The offense is the unlawful manufacture of intoxicating liquor; punishment fixed at confinement in the penitentiary for a period of one year.
A still was observed in operation by the State's witness who came upon it accidentally and found the appellant and others present. According to the State's theory, appellant was taking part in the manufacture of whisky which was in progress.
Appellant testified, conceding his presence, but asserted that he was taking no part and had no interest in the transaction, except that he had endeavored to dissuade his brother and others from committing the offense.
The only rulings complained of are those touching the refusal of certain special charges. Each of these were designed to present in an affirmative manner appellant's defensive theory, namely, that his *Page 408 mere presence would not justify a conviction, and that he took no part in the commission of the offense and gave no encouragement to those who were making the whisky.

**Task objective**
Pick up the court opinion above on the unlawful whisky-making appeal and continue it from its last sentence.

**Source data**
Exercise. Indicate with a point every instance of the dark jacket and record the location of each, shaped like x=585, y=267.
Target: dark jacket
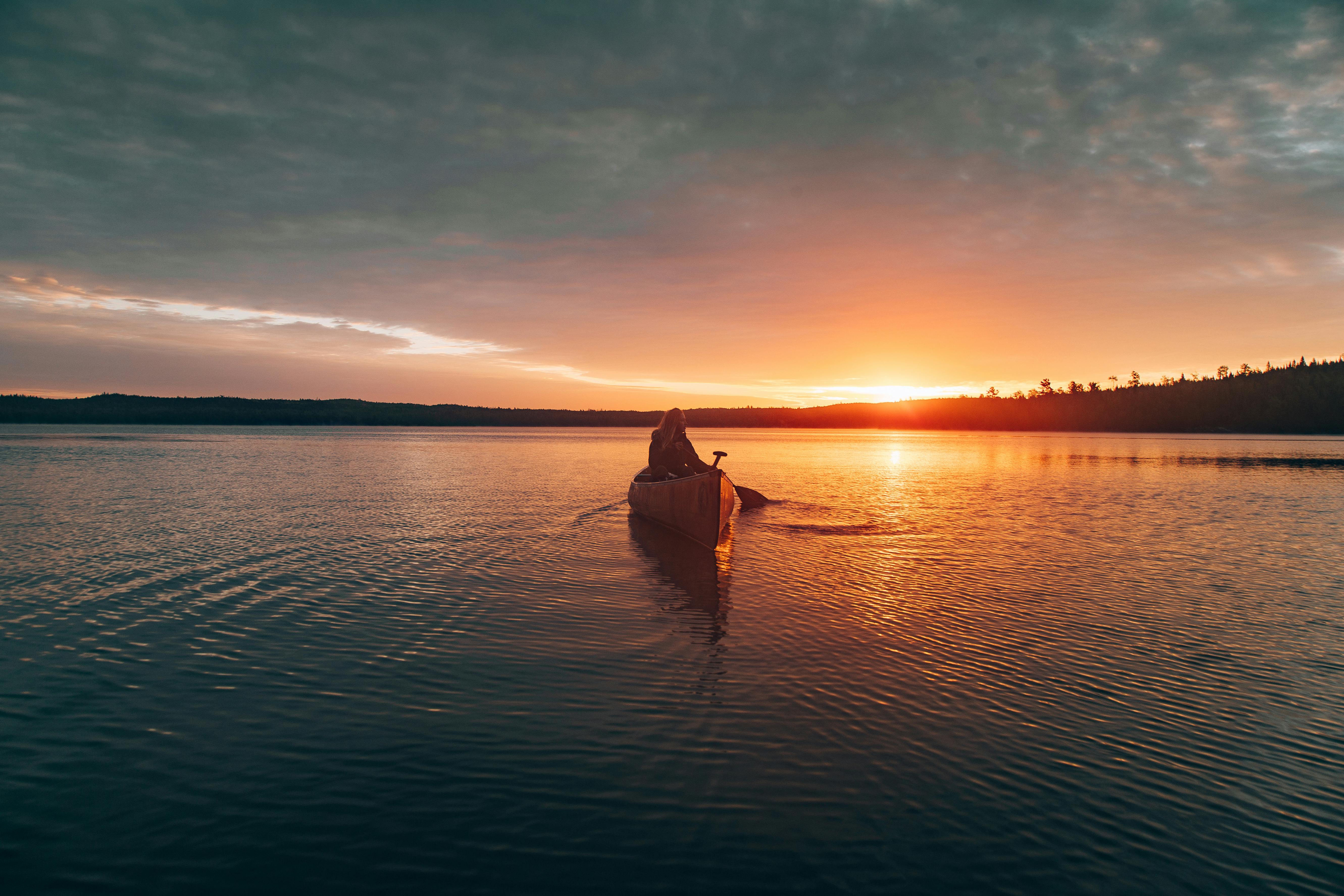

**Written answer**
The law of principals was submitted to the jury in a paragraph of the charge which elicited no complaint from the appellant and in which no departure from the approved precedents has been observed. In connection with it, the following paragraph was embraced in the main charge:
"You are further instructed that the mere presence of a person at the time and place of the commission of an offense would not make him a principal and if you believe, or have a reasonable doubt as to such fact, that the defendant went to the still; but did not aid or encourage by acts or word the making of whisky, if whisky was made, you cannot convict him."
We are unable to conclude that any further instruction was required to inform the jury of the applicable law and to protect the rights of the appellant.
The record revealing no error, the judgment is affirmed.
Affirmed.
ON REHEARING. January 23, 1924.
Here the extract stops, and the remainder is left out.